REQUIRED TASKS ▸
1. Repeat word for word the part of the Town Hall column between "Cllr Anderson's motion" and "happened to them.", inclusive.
2. Name every person mentioned by name in the Town Hall column.
3. Write the next stretch of the Town Hall column, picking up right after its last sentence.

SELECTED EXCERPT ▸
Gerry Corner goes to the the Town Hall to witness spats about trams, smoking in films and pats on the back all round

Published on December 11th 2009.


Councillors pass motions

The words “Liverpool” and “trams” continue to crop up in the same sentence despite the scheme's near-death experience in 2005 when then Transport Minister Derek Twigg pulled the plug on £170m of government money.

What we do know is that “Trams near over” is almost a perfect anagram of Tranmere Rovers . . . and we
all know what's
happened to them

After years of trains being delayed by leaves on the line, it was the first known instance of an entire transport system being halted by a Twigg.

Scarily-large sums of money are mentioned whenever the trams crop up. Merseytravel spent £70m of taxpayers' money just talking about them. And at last Wednesday's full meeting of Liverpool City Council, Labour leader Joe Anderson suggested they could use a big heap of dosh that Sefton doesn't appear to want anymore, to help pay for Merseytram instead.“Oh no we can't,” insisted Cllr Bradley.. “Oh yes we can!” insisted Cllr Anderson. Who says panto isn't fun?

Cllr Anderson's motion requiring the council to back the trams was subject to a Lib Dem amendment designed to scupper it. But the ruling party reckoned without the Champions League which lured away enough Red-supporting Lib Dems to ensure a rare red rose victory in the vote that followed. Liverpool 1 Fiorentina 2, Lib Dems 34 Labour 35. Cllr Anderson raised both fists in triumph – well, he doesn't get the chance very often.

Even so, Cllr Bradley threatened to spoil the party with his warning that if the readies were not forthcoming by the spring then “Merseytram cannot be delivered by the Merseyside authorities”.

So was this the beginning of the end of the beginning of the line? We don't know, but what we do know is that “Trams near over” is almost a perfect anagram of Tranmere Rovers . . . and we all know what's happened to them.

*****

The minute council leader Warren Bradley rose to introduce his major contribution, about a dozen elected representatives got up and went to the loo

Bit rude we thought. Until an insider suggested that the members (ahem!) were taking part in a 12-hose salute honouring Officer Bradley's considerable fire-fighting skills (and that's just at Municipal Buildings).

Once they had settled back in their seats, we looked forward to a hotly

contested debate over Cllr Bradley's assertion that “the services provided to the residents, businesses and visitors of Liverpool are second to none”.

Except there wasn't one, a debate that is. But then you could hardly blame the opposition for failing to contradict a motion calling on the council to recognise “the excellent work undertaken by staff across the city council and joint ventures”.

Instead, they left it to the Liverpool Labour website to empty several buckets of cold water on the reason behind Cllr Bradley's motion – the council's elevation from a one-star worst-in-the-country status, to three out of four and “performing well”.

To the casual observer there may appear to be an element of the good cop/bad cop routine about the council's attitude towards its workforce. Only last Christmas, reports claimed bullying and harassment of staff was “an everyday occurrence” - and a major factor behind high sickness rates.

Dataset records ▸
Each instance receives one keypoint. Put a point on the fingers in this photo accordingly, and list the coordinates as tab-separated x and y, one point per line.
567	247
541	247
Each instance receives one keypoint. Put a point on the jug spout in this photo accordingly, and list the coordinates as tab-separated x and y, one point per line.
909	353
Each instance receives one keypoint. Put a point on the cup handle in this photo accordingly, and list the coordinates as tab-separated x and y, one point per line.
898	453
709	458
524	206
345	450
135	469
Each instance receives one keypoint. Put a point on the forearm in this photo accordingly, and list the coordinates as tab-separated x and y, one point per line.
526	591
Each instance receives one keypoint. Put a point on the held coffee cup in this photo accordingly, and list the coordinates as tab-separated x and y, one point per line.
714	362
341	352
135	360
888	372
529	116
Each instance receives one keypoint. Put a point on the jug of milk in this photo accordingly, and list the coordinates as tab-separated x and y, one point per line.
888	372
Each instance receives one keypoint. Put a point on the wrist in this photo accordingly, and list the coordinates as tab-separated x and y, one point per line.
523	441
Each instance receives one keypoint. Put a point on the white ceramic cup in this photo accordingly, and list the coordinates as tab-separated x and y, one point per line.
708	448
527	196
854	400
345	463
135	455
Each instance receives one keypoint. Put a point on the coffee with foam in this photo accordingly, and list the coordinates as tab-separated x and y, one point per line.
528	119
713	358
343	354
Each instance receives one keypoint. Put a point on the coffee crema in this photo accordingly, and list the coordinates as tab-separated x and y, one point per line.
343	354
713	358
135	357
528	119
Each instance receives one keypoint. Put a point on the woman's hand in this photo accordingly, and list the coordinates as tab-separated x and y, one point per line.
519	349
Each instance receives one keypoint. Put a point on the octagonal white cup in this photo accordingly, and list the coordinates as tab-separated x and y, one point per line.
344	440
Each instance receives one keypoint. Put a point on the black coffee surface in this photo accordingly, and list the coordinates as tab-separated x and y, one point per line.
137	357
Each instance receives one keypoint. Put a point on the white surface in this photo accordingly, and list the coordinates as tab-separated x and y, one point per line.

TASK ANSWERS ▸
1.
Cllr Anderson's motion requiring the council to back the trams was subject to a Lib Dem amendment designed to scupper it. But the ruling party reckoned without the Champions League which lured away enough Red-supporting Lib Dems to ensure a rare red rose victory in the vote that followed. Liverpool 1 Fiorentina 2, Lib Dems 34 Labour 35. Cllr Anderson raised both fists in triumph – well, he doesn't get the chance very often.

Even so, Cllr Bradley threatened to spoil the party with his warning that if the readies were not forthcoming by the spring then “Merseytram cannot be delivered by the Merseyside authorities”.

So was this the beginning of the end of the beginning of the line? We don't know, but what we do know is that “Trams near over” is almost a perfect anagram of Tranmere Rovers . . . and we all know what's happened to them.

2. Gerry Corner, Derek Twigg, Joe Anderson, Warren Bradley

3.
A year on, Cllr Bradley was telling the council chamber that he and chief executive Colin Hilton should be sending thank you letters to every city council employee. However, the same meeting heard calls for an investigation into continuing “high levels of absenteeism”.

Maybe they will go the whole hog and shake each member of staff warmly by the throat, er, sorry, hand.

*****

As Confidential exclusively predicted here, demands for an X rating on films depicting smoking were finally, officially and very firmly stubbed out via the boot of Cllr Paula Keaveney.

An overwhelming “yes” vote followed the Liberal Democrat councillor and would-be MP's proposal that the council throw out calls to alter local licensing laws.

And after the majority of the public consulted on the subject came out heavily against the censorship of flicks featuring the evil weed, most councillors were keen to make it clear the idea was “nothing to do with us”.

The plan actually came from health chiefs at Liverpool Primary Care Trust who wanted an 18 certificate imposed on movies which showed anyone really enjoying a ciggie. You know, that one when you've saved yourself all day, you've just got a pint in, and your head goes all fuzzy and lovely as you draw the smoke deep, deep, down into . . . (I thought you'd packed in – ed).

Most members agreed that banning smoking from public buildings was a good thing; banning smoking in films a bad thing. “Barking” and “the nanny state gone bizarre,” were among comments from the floor.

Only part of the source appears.